# Required action:
Every line from the one with "Camera-trap tally: mark every instance of the display" through the final line of the entries below should be returned exactly; leave out all other lines.

# Extracted material:
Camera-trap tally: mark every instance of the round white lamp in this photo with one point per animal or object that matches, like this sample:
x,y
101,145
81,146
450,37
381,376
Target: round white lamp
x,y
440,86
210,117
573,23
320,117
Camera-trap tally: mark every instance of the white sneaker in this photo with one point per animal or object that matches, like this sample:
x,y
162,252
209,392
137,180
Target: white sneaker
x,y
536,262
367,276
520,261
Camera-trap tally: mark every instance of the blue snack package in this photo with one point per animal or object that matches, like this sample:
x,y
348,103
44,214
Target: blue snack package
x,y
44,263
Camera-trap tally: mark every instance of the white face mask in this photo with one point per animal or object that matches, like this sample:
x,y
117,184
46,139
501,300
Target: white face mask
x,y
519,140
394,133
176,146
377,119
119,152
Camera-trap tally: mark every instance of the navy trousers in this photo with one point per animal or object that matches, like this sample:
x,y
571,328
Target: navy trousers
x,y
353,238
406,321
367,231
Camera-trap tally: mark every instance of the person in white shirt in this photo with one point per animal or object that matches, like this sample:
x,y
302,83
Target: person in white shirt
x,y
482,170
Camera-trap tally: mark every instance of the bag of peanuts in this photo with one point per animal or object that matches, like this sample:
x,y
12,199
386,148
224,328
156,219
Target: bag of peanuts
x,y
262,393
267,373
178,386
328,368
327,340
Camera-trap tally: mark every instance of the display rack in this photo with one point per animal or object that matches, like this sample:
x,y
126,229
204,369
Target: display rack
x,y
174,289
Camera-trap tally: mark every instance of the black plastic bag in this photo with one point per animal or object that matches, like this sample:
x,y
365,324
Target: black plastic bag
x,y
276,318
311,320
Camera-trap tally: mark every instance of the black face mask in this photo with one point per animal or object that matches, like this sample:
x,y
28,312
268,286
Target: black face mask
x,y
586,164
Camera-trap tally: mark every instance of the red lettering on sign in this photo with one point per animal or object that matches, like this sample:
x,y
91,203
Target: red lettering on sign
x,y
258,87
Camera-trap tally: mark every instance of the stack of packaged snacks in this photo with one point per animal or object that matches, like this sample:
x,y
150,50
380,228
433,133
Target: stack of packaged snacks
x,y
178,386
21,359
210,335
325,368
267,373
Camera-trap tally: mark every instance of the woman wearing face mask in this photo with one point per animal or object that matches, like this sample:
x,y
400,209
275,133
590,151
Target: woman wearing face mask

# Result:
Camera-trap tally: mark every instance of the display rack in this photo with one point per animal or object that matches, like this sample:
x,y
126,229
204,369
Target: display rack
x,y
174,289
Camera-trap tally: mark every instance of the black plastic bag in this photo with one point per animal or object that matches, like this sample:
x,y
365,324
Target: black plastic bag
x,y
276,318
311,320
Camera-trap tally: mark every instance of the black face mask in this photo with one point per animal or object that matches, like this sample:
x,y
28,312
268,286
Target: black face mask
x,y
586,164
Camera-trap tally: mark every instance of the red lettering on sign in this photo with one point per animal or object that matches, like this sample:
x,y
91,203
Target: red lettering on sign
x,y
258,87
Camera-trap tally: mark every instance of the stack of packaged snacks in this photo with one point per animal or object that matches, like this sample:
x,y
150,50
380,228
433,133
Target: stack of packaged snacks
x,y
178,386
21,359
210,335
325,368
267,373
Camera-trap tally: mark every instance of the woman wearing face mask in this photo with one point per animal or object that matches, like this sample:
x,y
400,209
275,133
590,151
Target: woman wearing face mask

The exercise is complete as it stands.